* [Stored items from a collection]:
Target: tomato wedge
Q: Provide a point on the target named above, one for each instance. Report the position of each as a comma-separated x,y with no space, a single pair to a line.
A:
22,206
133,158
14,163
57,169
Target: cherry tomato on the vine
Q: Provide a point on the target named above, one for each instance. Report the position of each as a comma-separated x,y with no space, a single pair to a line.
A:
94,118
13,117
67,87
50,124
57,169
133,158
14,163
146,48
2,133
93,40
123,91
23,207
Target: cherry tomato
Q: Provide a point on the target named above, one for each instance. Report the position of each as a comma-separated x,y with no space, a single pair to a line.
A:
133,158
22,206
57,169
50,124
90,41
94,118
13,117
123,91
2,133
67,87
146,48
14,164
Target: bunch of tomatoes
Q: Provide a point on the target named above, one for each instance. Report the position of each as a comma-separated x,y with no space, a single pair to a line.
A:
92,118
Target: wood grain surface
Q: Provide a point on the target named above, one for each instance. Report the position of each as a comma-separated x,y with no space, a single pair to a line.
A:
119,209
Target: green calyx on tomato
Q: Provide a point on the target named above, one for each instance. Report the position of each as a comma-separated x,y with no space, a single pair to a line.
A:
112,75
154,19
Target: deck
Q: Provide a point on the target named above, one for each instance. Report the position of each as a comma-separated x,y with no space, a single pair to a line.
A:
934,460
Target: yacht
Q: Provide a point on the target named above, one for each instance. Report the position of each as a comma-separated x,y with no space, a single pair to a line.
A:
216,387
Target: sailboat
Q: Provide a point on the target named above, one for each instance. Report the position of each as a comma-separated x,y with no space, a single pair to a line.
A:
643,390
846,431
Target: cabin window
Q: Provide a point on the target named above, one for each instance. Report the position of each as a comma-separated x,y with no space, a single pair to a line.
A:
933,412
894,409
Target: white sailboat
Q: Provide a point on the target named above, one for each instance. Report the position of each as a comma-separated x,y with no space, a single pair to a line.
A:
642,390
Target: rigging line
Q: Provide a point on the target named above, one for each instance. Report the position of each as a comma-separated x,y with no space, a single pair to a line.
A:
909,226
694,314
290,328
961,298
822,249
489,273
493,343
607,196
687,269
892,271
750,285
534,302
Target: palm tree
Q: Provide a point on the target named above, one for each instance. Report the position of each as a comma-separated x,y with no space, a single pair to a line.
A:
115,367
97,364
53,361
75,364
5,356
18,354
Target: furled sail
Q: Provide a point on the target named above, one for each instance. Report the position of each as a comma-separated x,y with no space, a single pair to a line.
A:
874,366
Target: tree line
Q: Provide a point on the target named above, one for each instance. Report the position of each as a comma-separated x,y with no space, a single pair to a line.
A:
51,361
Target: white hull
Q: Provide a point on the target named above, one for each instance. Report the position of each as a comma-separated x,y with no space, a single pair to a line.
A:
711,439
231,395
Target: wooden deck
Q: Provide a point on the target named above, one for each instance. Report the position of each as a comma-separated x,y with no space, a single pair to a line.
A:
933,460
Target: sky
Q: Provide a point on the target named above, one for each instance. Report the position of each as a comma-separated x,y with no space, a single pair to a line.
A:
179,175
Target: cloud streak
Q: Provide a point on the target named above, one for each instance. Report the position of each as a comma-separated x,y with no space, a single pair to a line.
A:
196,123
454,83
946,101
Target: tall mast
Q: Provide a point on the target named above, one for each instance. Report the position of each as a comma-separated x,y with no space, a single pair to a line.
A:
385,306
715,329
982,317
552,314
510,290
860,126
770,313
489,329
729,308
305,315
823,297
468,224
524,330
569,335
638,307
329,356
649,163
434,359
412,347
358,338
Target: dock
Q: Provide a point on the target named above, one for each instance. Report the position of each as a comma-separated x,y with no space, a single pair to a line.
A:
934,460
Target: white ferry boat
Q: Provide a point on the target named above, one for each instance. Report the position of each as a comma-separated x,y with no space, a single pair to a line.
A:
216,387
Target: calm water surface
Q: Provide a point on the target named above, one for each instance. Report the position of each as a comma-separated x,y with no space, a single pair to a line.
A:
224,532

* [TASK]:
Write out all the records above again, exactly as they stand.

* [SOLVED EXERCISE]:
Target: tomato wedge
Q: Provide a point on the target named above, one for each instance. Report the position of each as a comma-separated x,y with no space, a single pair to a line.
A:
22,206
133,158
14,163
57,169
Target: cherry tomato on the vine
Q: Provide a point on the target named above, one for each instance. Report the position of each as a comma-separated x,y with no space, a single pair to a line.
A:
94,118
13,117
67,87
50,124
57,169
133,158
14,163
146,48
2,133
93,40
123,91
23,207
Target: cherry tomato
Q: Provide a point on the target named above, one for each instance. Report the position of each as a comma-separated x,y with no space, a single pair to a line.
A:
133,158
22,206
57,169
50,124
90,41
94,118
13,117
123,91
2,133
67,87
146,48
14,164
Target: bunch of tomatoes
Q: Provide a point on the target named above, one for each instance. Report the position of each as a comma-separated x,y with no space, a single pair to a line.
A:
92,118
Target: wood grain surface
Q: Provide a point on the target named above, one for each instance. Report the position of each as a comma-separated x,y with no space, a single pair to a line.
A:
119,209
Target: green calyx on tomato
Q: Provide a point on the target named above, one for each instance. Report the position of each as a comma-separated x,y with no space, a single pair to a line.
A:
112,75
154,19
Target: deck
Q: Provide a point on the target named above, one for each instance. Report the position of each as a comma-separated x,y with no space, a single pair to a line.
A:
934,460
Target: yacht
Q: Provide a point on the target named above, one for each instance. Report the position of each as a comma-separated x,y with no space, a single pair to a line.
A:
216,387
Target: sailboat
Q: Provide a point on the target named above, one for each instance. Report the position of each as a comma-separated x,y with no space, a single pair to a line.
A:
643,390
846,431
Target: cabin window
Q: Provide a point on the target named above, one for each instance. Report the position of each as a comma-separated x,y with no space, a single pair to a line.
A:
933,412
894,409
Target: white sailboat
Q: Provide a point on the target named above, one for each instance. Report the position of each as a comma-separated x,y with no space, a single pair to a line.
A:
642,390
Target: rigging line
Q: Provide a point on the target named above, one for each instance. Report the position of each as a comma-separated x,y with no space, a single pair to a line.
A:
909,226
694,314
290,328
961,298
822,249
489,273
493,343
607,196
687,269
892,271
750,285
534,302
Target: palm tree
Q: Provide a point on the target named above, one for each instance. Report the position of each as a comma-separated x,y with no space, a single pair to a line.
A:
115,367
97,364
53,361
75,364
5,356
18,354
Target: furled sail
Q: Provide a point on the target named above, one for each instance. Report the position of each as a comma-separated x,y with no space, a single pair to a line.
A:
874,366
Target: tree line
Q: Provide a point on the target named above, one for each instance. Report the position of each as a comma-separated x,y with no space, a single pair to a line.
A:
51,361
Target: white hull
Q: Provide a point on the target named above, one for each instance. Report the position of each as a comma-separated x,y with no space, a single pair to a line.
A:
711,439
231,395
Target: wooden deck
Q: Provide a point on the target named above, one for each instance. Report the position of each as a comma-separated x,y with no space, a single pair to a line.
A:
933,460
Target: sky
Q: Provide a point on the target named above, one for each instance. Report the position of each as a comma-separated x,y with no space, a single pair to a line.
A:
179,175
Target: cloud streak
Q: Provide a point on the target named above, one for each instance. Report the position of each as a comma-separated x,y with no space, a single pair to a line.
A:
196,123
454,83
946,101
Target: tall mast
Q: Provide a point on the target named above, one for each instance. Report the position of each as a comma-separated x,y with no space, a single pair to a line.
A:
385,306
715,329
982,317
552,314
510,290
860,126
770,313
489,329
729,308
305,315
823,297
468,224
524,330
569,335
638,307
329,356
649,163
434,359
412,347
358,338
Target: dock
Q: Provide a point on the target named above, one for each instance. Report the position of each as a comma-separated x,y with no space, a single pair to a line.
A:
934,460
Target: white ferry boat
Q: Provide a point on the target named above, one for each instance. Report the position of each as a comma-separated x,y with no space, a single pair to a line.
A:
216,387
Target: calm water surface
Q: Provide a point on the target named above, one for each instance. Report the position of each as a comma-separated x,y with no space, a single pair to a line.
A:
224,532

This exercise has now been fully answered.